> [PROBLEMS TO SOLVE]
1. Transcribe the part of the Tori Amos article that opens with the words containing "Amos then rediscovered" and closes with "successful solo works.".
2. Summarize the Tori Amos article in two sentences.
3. Extend the Tori Amos article with new text that follows its final sentence.

> [PAGE EXCERPT]
— Start —
Amos then rediscovered the Tori of old. The Tori that had become severely repressed from years and layers of musical convention and repression. The Tori that was destined to become her own woman. Her revelation led to a move to Los Angeles in her late teens and subsequently to form the glam-metal band Y Kant Tori Read? -- a mostly forgettable band whose fame came as a result of Amos' successful solo works.
Her 1991 solo debut, Little Earthquakes, was "a liberation," she told BREAK before a show in Mississippi last week. Adding, "I couldn't have gotten to the point that I am at now, without having been through what I have."
Where is Amos now? "If I'm honest," Amos says, "I'm kind of at a threshold where I'm just able to go to my next place of experience that isn't so intertwined with the past." Amos' most recent past is the subject of her latest work Boys for Pele (Atlantic)--this Pele isn't the soccer star, but the volcanic god to whom young men were once sacrificed. After having created an attenuated musical and personal bond with Eric Rosse, Boys For Pele was the first work that Amos didn't have him as co-producer and co-conspirator and sounding board. "I had to write [Boys For Pele] in order to even walk outside of the house by myself. It has been, for me, the shattering of a fantasy or a dream," she says about her break-up with Rosse, Amos' work is what remains of this broken reality. "With this album, I finally discovered what complete creative freedom feels like," Amos said.
— End —
> [Photo-based point labeling data]
— Start —
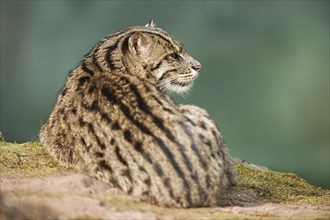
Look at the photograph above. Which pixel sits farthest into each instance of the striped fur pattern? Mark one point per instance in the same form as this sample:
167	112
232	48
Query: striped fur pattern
114	120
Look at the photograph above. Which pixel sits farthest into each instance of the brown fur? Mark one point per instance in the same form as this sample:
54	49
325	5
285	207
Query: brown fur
113	119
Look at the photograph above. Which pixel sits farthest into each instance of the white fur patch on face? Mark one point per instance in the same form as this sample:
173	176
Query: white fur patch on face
194	73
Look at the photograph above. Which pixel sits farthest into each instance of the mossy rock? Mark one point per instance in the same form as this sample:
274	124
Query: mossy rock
256	188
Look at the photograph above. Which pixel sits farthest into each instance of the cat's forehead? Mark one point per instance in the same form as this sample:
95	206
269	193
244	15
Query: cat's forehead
159	33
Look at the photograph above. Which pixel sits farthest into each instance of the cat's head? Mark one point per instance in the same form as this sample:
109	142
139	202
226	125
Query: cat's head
153	54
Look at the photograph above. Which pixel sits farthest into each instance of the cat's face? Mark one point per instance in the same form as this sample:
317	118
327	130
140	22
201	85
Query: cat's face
164	59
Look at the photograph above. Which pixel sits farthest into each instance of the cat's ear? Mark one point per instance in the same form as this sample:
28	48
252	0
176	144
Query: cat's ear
150	24
139	43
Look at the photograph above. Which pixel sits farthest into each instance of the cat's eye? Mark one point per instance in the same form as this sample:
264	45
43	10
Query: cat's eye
176	56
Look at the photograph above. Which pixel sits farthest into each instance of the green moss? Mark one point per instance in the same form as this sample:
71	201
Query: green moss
254	186
281	187
26	160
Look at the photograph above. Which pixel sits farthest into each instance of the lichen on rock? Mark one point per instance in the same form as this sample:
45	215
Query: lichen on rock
31	179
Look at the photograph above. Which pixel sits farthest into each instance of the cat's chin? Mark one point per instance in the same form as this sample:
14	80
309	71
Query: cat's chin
181	88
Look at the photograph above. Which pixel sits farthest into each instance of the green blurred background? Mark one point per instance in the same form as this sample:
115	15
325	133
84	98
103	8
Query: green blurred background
265	69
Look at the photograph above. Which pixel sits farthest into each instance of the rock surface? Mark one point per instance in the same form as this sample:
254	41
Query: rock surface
33	186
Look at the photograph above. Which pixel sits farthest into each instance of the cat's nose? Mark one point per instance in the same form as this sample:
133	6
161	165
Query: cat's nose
196	66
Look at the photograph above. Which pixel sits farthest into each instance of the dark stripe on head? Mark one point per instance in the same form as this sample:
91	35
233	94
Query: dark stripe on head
86	69
108	54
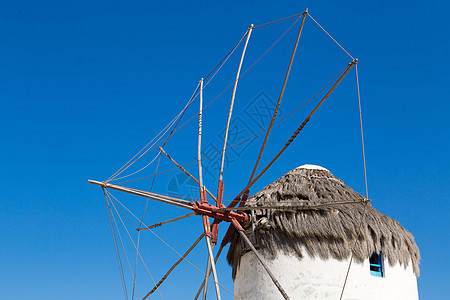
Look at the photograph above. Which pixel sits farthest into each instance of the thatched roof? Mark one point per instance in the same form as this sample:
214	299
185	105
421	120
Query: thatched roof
328	232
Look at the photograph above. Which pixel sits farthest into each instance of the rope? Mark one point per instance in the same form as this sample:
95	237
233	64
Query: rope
176	119
119	262
248	69
143	215
165	222
170	247
174	265
331	37
365	181
125	252
129	236
221	64
212	101
298	130
280	20
292	207
275	112
224	60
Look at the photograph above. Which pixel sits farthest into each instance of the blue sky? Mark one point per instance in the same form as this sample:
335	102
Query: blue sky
84	85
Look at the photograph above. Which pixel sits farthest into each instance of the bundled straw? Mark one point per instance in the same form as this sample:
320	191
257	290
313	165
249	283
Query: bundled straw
327	232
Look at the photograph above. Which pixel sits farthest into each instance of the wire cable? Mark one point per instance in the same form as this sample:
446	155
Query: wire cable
365	181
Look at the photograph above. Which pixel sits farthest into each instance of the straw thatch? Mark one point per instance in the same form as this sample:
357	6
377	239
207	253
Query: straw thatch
327	232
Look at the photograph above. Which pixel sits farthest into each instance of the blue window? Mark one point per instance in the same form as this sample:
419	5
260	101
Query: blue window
376	265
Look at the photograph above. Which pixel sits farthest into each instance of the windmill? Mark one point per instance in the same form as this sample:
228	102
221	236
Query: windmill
239	215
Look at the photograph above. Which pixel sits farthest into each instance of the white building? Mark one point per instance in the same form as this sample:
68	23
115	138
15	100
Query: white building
309	250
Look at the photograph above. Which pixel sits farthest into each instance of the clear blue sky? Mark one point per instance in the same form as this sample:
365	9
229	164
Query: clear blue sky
84	85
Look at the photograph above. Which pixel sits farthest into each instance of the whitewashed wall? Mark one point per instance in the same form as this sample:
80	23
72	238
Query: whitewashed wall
310	278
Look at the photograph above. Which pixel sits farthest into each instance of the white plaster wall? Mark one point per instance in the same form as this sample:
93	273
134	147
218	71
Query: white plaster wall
— End —
> [RESULTS OF THE EXERCISE]
1.
Amos then rediscovered the Tori of old. The Tori that had become severely repressed from years and layers of musical convention and repression. The Tori that was destined to become her own woman. Her revelation led to a move to Los Angeles in her late teens and subsequently to form the glam-metal band Y Kant Tori Read? -- a mostly forgettable band whose fame came as a result of Amos' successful solo works.

2. After rediscovering her earlier self, Amos moved to Los Angeles in her late teens, formed the glam-metal band Y Kant Tori Read?, and later released her 1991 solo debut Little Earthquakes, which she called "a liberation." Her latest work, Boys for Pele, was the first she made without Eric Rosse as co-producer and was written after their break-up, and she says it showed her what complete creative freedom feels like.

3.
While the points of reference might be more obscure (Amos prefers the word "coded") on Boys for Pele, than on her previous releases, it is an album that has a universal undercurrent that can only be fully appreciated "when you know what it is like to crawl," says Amos. She added that, "you have to know what it is like to feel desperate for somebody else's fire to really understand this record."
This desperation is the added fuel that makes Amos' exhilarating performances such an emotive journey for her audience and for herself. For as soon as the house lights are obscured and Amos walks on stage, she is inevitably cheered at and clamored for by fans who simply can not contain their enthusiasm a moment longer.
How does Amos respond to those folks? "I don't look at them as distracting because I work off of their energy; and I usually harness whatever energy I'm given -- to where ever it is I want to go," she says. "I've been tuning into [the audience] for a while anyway. So, I'll write my setlist backstage while I'm tuning in and take whatever is happening in the physical geographical area into account as well. I want to be honest and want my performance to mirror that responsive honesty," Amos said.
Tori Amos' honesty about herself is most starkly revealed in her performance of "Me And A Gun," from Little Earthquakes. This a cappella account of an actual sexual attack that Amos endured is surely Amos at her most unguarded. She commented to British journalist Dr. Mike Nicolls, "Some people are afraid of what they might find if they try to analyze themselves too much. But," Amos adds, "you have to crawl into the wounds to discover what your fears are. Once the bleeding starts, the cleansing can begin."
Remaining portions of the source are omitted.